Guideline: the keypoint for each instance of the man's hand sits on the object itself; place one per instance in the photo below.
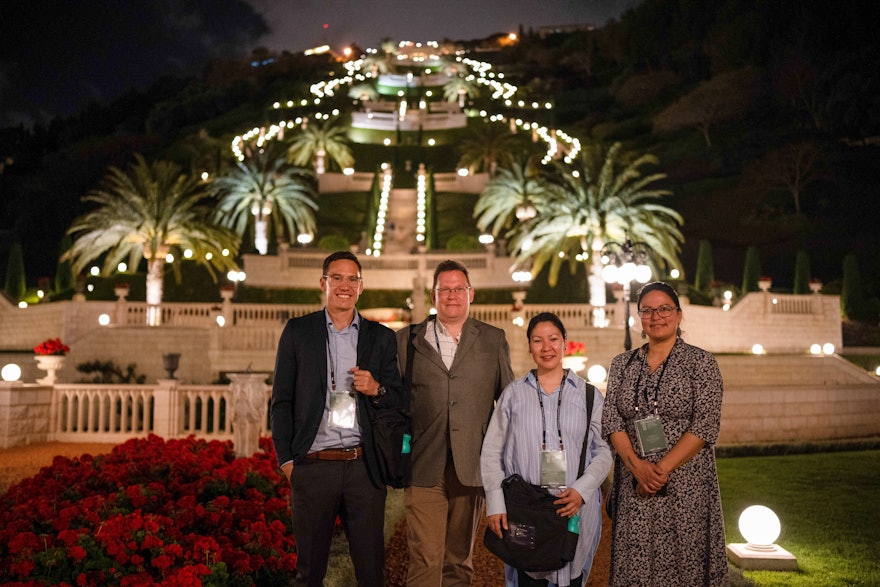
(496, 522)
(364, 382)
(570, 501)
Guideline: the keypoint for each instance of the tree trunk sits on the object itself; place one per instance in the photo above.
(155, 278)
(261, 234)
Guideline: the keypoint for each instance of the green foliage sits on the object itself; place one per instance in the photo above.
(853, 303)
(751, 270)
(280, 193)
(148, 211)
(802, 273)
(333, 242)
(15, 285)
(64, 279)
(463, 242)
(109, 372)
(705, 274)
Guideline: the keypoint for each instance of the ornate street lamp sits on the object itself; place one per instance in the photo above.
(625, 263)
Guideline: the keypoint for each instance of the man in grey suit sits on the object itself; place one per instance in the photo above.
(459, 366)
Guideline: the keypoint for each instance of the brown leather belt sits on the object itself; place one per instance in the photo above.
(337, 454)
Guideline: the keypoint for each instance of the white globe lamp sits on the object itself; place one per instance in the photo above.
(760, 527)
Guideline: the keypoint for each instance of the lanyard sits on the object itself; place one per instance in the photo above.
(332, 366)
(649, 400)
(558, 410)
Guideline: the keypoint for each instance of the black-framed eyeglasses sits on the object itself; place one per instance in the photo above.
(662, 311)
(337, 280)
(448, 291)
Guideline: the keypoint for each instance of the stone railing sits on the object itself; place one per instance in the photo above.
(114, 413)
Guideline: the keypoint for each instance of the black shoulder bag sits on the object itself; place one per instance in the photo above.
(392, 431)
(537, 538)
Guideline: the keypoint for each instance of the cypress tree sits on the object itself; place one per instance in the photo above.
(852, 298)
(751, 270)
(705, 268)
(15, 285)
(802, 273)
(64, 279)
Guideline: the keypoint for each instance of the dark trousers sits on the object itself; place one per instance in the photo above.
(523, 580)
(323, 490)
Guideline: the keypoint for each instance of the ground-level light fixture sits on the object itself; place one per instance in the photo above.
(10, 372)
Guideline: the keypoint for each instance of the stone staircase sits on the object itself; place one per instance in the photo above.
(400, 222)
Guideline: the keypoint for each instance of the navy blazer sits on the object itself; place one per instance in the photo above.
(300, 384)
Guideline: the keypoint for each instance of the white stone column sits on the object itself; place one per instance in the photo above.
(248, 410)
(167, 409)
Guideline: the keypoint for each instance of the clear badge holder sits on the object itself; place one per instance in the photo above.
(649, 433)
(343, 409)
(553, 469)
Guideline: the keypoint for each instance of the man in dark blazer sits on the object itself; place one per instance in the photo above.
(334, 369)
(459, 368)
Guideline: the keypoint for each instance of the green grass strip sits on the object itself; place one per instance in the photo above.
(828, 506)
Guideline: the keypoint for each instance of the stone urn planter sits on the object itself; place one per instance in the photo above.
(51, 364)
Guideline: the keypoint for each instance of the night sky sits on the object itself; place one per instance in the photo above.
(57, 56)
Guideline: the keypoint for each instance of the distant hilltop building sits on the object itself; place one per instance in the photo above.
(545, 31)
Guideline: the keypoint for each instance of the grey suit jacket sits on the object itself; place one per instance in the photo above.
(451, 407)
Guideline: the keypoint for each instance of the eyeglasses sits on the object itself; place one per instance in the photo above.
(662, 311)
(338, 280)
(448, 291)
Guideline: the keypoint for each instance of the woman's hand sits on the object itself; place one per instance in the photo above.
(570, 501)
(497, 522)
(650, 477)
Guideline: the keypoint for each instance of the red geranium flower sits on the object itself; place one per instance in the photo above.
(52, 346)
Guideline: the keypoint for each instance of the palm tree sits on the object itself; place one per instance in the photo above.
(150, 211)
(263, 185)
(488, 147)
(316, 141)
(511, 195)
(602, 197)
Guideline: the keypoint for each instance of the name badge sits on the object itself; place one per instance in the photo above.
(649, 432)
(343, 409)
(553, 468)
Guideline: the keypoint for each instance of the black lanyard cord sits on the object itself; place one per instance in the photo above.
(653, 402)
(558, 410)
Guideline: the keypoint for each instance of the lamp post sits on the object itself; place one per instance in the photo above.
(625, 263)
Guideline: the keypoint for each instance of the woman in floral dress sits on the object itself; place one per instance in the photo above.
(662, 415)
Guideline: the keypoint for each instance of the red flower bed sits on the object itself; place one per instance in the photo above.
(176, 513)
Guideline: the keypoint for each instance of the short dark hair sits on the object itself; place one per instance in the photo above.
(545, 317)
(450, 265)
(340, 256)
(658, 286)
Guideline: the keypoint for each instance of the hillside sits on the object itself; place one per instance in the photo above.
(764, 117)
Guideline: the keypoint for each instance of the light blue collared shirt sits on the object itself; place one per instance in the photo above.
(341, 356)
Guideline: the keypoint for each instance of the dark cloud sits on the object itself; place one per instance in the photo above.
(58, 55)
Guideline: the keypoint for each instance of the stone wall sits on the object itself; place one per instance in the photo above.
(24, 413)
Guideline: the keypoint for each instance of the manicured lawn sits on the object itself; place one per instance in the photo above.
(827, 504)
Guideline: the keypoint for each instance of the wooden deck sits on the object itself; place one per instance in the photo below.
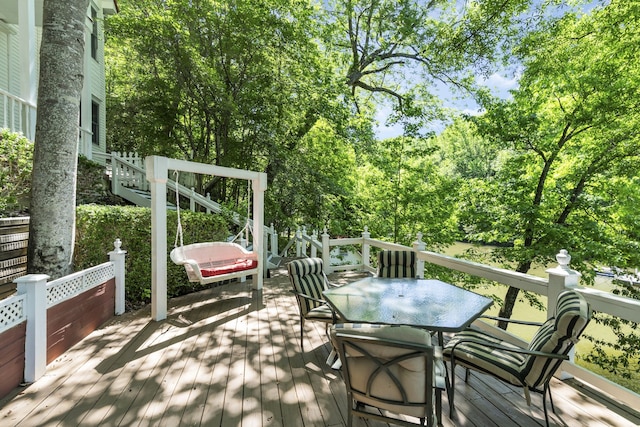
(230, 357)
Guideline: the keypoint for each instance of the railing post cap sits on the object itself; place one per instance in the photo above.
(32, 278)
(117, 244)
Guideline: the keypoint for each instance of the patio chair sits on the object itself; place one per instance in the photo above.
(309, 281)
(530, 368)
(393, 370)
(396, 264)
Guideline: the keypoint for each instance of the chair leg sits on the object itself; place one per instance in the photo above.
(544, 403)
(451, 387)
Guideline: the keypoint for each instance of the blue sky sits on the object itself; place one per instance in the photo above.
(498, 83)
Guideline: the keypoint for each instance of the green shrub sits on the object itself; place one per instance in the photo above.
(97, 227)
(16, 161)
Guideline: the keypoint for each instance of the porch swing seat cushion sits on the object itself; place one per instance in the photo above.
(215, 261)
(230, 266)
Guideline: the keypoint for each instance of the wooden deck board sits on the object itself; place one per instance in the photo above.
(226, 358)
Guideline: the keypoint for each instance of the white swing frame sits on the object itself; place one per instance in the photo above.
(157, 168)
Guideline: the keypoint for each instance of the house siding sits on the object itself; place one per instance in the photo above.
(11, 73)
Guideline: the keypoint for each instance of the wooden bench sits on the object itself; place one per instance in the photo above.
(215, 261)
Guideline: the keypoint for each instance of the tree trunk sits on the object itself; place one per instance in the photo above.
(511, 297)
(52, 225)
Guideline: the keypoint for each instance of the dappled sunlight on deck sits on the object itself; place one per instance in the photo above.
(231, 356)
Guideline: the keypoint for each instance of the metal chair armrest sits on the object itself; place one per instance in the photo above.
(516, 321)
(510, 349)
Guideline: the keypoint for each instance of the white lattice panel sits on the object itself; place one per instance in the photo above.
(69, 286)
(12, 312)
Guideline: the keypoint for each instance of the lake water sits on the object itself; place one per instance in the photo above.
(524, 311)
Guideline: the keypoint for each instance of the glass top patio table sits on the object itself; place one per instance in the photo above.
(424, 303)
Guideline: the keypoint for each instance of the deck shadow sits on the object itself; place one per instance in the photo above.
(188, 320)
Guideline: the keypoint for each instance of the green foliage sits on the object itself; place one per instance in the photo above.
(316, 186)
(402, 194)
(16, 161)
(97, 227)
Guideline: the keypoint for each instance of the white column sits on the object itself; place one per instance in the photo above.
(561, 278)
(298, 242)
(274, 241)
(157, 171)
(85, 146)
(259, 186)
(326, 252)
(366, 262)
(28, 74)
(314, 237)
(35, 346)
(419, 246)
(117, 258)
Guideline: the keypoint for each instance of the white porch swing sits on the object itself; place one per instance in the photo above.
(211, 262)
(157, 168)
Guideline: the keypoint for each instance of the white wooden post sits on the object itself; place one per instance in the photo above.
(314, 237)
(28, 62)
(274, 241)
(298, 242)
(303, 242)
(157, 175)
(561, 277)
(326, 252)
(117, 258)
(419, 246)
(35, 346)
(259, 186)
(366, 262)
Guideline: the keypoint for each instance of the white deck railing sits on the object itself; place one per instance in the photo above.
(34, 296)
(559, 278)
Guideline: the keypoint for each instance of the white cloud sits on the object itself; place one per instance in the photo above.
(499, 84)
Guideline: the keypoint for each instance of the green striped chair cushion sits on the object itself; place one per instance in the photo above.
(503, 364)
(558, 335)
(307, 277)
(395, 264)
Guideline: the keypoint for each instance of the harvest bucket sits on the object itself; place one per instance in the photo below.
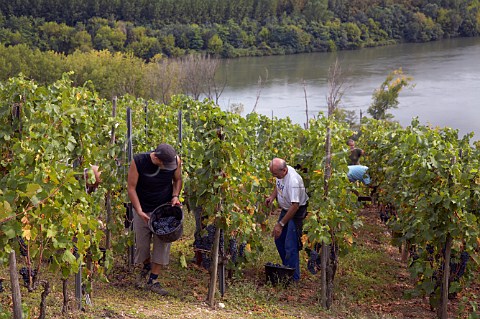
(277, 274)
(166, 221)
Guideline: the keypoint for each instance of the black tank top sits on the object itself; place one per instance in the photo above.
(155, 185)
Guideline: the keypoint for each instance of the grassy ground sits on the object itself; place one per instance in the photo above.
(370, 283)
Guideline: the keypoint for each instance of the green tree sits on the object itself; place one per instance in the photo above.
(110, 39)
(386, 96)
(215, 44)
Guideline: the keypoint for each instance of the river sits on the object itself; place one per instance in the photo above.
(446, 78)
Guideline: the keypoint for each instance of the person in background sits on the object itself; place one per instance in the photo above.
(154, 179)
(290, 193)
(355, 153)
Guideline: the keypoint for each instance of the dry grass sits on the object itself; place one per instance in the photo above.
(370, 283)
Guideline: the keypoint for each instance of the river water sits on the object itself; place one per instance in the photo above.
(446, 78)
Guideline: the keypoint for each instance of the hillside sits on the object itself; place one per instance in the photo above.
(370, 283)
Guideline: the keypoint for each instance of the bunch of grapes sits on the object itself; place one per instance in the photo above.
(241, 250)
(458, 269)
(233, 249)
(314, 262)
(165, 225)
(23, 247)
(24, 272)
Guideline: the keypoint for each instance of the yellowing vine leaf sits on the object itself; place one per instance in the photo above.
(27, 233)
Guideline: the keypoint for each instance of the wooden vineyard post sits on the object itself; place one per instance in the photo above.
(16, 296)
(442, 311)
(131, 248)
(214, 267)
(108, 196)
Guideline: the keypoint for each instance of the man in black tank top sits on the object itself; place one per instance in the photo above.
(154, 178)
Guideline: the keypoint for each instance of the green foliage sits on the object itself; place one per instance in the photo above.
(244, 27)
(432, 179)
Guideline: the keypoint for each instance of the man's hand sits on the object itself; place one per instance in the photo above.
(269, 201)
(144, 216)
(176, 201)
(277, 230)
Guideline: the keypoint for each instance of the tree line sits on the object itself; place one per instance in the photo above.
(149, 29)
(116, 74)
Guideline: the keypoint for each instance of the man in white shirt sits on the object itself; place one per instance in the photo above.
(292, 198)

####################

## What needs to be done
Reproduce, without any changes, the part of the material that starts with the line containing "Guideline: the keypoint for each instance of the tree line" and runs to the end of the material.

## Correct answer
Guideline: the keypoint for each instance of the tree line sits on the object itself; place one per instance in the photo above.
(149, 29)
(116, 74)
Guideline: the keypoint for each instance of the man in white shirt sits on the object itself; place one per instance in the photo above.
(292, 198)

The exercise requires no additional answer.